Could you write out the records below exactly as they appear?

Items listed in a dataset
◇ ◇ ◇ ◇ ◇ ◇ ◇

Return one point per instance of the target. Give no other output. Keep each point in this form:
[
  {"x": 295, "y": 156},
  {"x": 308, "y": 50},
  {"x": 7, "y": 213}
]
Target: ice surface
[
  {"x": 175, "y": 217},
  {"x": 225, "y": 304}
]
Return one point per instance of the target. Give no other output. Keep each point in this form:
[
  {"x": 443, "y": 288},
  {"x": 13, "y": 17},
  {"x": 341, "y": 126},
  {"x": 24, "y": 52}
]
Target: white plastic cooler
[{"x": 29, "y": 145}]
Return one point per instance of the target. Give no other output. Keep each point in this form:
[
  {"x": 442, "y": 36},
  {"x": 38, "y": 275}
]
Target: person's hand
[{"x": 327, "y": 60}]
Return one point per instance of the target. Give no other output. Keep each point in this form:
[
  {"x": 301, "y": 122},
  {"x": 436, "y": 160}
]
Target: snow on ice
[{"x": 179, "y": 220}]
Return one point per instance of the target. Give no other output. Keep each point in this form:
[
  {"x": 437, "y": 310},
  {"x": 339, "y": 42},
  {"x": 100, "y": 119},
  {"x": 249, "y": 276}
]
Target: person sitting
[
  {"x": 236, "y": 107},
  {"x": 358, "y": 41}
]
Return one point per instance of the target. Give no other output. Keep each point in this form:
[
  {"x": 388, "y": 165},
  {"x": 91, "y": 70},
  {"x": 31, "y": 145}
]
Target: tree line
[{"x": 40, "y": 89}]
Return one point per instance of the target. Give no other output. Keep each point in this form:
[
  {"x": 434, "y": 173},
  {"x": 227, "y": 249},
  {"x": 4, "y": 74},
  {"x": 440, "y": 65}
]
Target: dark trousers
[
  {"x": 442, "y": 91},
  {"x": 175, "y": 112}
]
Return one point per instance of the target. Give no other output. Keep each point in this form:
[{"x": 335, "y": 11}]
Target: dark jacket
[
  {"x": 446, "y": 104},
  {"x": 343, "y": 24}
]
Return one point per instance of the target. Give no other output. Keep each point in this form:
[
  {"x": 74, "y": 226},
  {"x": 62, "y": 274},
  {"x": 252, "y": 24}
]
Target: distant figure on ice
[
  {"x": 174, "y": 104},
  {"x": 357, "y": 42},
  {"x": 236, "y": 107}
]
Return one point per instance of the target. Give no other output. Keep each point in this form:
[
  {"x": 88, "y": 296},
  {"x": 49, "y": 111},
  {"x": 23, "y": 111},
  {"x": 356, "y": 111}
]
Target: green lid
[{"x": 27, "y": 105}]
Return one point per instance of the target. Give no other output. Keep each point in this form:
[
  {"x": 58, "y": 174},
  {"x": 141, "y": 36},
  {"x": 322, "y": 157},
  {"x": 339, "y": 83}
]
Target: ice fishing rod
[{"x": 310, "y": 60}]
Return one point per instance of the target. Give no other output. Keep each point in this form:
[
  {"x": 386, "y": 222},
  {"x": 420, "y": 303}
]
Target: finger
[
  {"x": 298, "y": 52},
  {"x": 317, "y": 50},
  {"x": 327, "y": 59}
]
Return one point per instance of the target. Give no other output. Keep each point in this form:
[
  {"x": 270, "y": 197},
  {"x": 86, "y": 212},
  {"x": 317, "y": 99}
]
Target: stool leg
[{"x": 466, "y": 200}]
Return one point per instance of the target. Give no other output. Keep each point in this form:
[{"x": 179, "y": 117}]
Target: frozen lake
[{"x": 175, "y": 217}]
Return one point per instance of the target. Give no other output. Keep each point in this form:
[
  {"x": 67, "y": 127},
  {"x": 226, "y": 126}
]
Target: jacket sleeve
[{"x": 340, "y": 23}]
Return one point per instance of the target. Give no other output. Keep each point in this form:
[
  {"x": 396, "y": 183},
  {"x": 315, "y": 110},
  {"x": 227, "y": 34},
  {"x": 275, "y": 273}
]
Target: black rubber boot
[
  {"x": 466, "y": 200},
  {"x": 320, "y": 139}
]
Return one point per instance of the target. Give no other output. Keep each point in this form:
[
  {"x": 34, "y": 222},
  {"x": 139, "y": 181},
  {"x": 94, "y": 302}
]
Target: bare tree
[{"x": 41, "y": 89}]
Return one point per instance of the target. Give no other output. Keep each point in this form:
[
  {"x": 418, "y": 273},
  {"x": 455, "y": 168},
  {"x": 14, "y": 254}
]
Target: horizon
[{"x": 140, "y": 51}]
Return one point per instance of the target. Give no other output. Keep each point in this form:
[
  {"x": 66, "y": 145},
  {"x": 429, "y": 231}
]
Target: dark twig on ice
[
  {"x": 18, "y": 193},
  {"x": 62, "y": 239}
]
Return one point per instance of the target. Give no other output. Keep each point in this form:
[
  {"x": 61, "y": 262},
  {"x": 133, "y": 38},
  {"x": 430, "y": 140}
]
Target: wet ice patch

◇ ◇ ◇ ◇ ◇ ◇ ◇

RESULT FOR THIS EXERCISE:
Return one point per instance of the target. Give no other output. Keep each point in this form:
[
  {"x": 295, "y": 156},
  {"x": 308, "y": 50},
  {"x": 7, "y": 213}
]
Target: ice surface
[
  {"x": 175, "y": 217},
  {"x": 225, "y": 304}
]
Return one point per instance of the target. Give no other output. Keep each point in this form:
[
  {"x": 443, "y": 288},
  {"x": 13, "y": 17},
  {"x": 341, "y": 126},
  {"x": 24, "y": 52}
]
Target: white plastic cooler
[{"x": 29, "y": 145}]
Return one point per instance of the target. Give no other output. Keep each point in this form:
[
  {"x": 442, "y": 36},
  {"x": 38, "y": 275}
]
Target: person's hand
[{"x": 327, "y": 60}]
Return one point per instance of the target. Give no other output. Keep each point in this form:
[
  {"x": 301, "y": 122},
  {"x": 436, "y": 160}
]
Target: snow on ice
[{"x": 179, "y": 220}]
Return one point per instance of the target. Give no other output. Keep each point in this form:
[
  {"x": 437, "y": 310},
  {"x": 339, "y": 42},
  {"x": 100, "y": 119},
  {"x": 249, "y": 276}
]
Target: person sitting
[
  {"x": 236, "y": 107},
  {"x": 358, "y": 41}
]
Return one point per instance of the target. Give no other output. Keep each point in this form:
[
  {"x": 388, "y": 165},
  {"x": 91, "y": 70},
  {"x": 31, "y": 145}
]
Target: tree line
[{"x": 40, "y": 89}]
Return one point per instance of the target. Give no other output. Keep each point in this form:
[
  {"x": 434, "y": 173},
  {"x": 227, "y": 249},
  {"x": 4, "y": 74},
  {"x": 440, "y": 65}
]
Target: dark trousers
[
  {"x": 442, "y": 91},
  {"x": 175, "y": 112}
]
Return one point per instance of the target. Give no other output. Keep each point in this form:
[{"x": 335, "y": 11}]
Target: dark jacket
[
  {"x": 446, "y": 104},
  {"x": 343, "y": 24}
]
Return one point per instance of the target. Give no other output. Keep each point in this form:
[
  {"x": 74, "y": 226},
  {"x": 62, "y": 274},
  {"x": 252, "y": 24}
]
Target: distant figure on ice
[
  {"x": 174, "y": 104},
  {"x": 357, "y": 42},
  {"x": 236, "y": 107}
]
Return one point per instance of the target. Give no other output. Keep each point in this form:
[
  {"x": 88, "y": 296},
  {"x": 49, "y": 111},
  {"x": 23, "y": 111},
  {"x": 356, "y": 111}
]
Target: green lid
[{"x": 27, "y": 105}]
Return one point per instance of the target. Give no other output. Keep each point in this form:
[
  {"x": 58, "y": 174},
  {"x": 141, "y": 36},
  {"x": 322, "y": 157},
  {"x": 339, "y": 83}
]
Target: ice fishing rod
[{"x": 310, "y": 60}]
Return one point per instance of the target. Give no other output. Keep each point in this form:
[
  {"x": 386, "y": 222},
  {"x": 420, "y": 303}
]
Target: finger
[
  {"x": 298, "y": 52},
  {"x": 317, "y": 50},
  {"x": 327, "y": 59}
]
Return one point per instance of the target. Give no other output. Keep each point in this form:
[
  {"x": 270, "y": 197},
  {"x": 86, "y": 212},
  {"x": 317, "y": 99}
]
Target: stool leg
[{"x": 466, "y": 200}]
Return one point per instance of the target. Give no other output. Keep each point in this form:
[{"x": 179, "y": 117}]
Target: frozen lake
[{"x": 175, "y": 217}]
Return one point per instance of the target. Give no other output. Keep each point in this form:
[
  {"x": 67, "y": 127},
  {"x": 226, "y": 126}
]
Target: jacket sleeve
[{"x": 340, "y": 23}]
Return one point per instance of the target. Give no other output. Keep each point in this form:
[
  {"x": 396, "y": 183},
  {"x": 315, "y": 110},
  {"x": 227, "y": 34},
  {"x": 275, "y": 273}
]
Target: black rubber boot
[
  {"x": 466, "y": 200},
  {"x": 320, "y": 139}
]
Return one point per instance of the target. Give no other output. Keep each point in this form:
[
  {"x": 34, "y": 222},
  {"x": 139, "y": 181},
  {"x": 94, "y": 302}
]
Target: bare tree
[{"x": 41, "y": 89}]
Return one point per instance of the target. Give no other output. Keep each point in this form:
[
  {"x": 418, "y": 273},
  {"x": 455, "y": 168},
  {"x": 14, "y": 254}
]
Target: horizon
[{"x": 140, "y": 51}]
Return one point per instance of the target. Give no other output. Keep each point in this form:
[
  {"x": 66, "y": 145},
  {"x": 429, "y": 231}
]
Target: dark twig on ice
[
  {"x": 18, "y": 193},
  {"x": 62, "y": 239}
]
Return one point per instance of the target. Give no other output. Keep each point in this form:
[
  {"x": 61, "y": 262},
  {"x": 133, "y": 38},
  {"x": 430, "y": 140}
]
Target: wet ice patch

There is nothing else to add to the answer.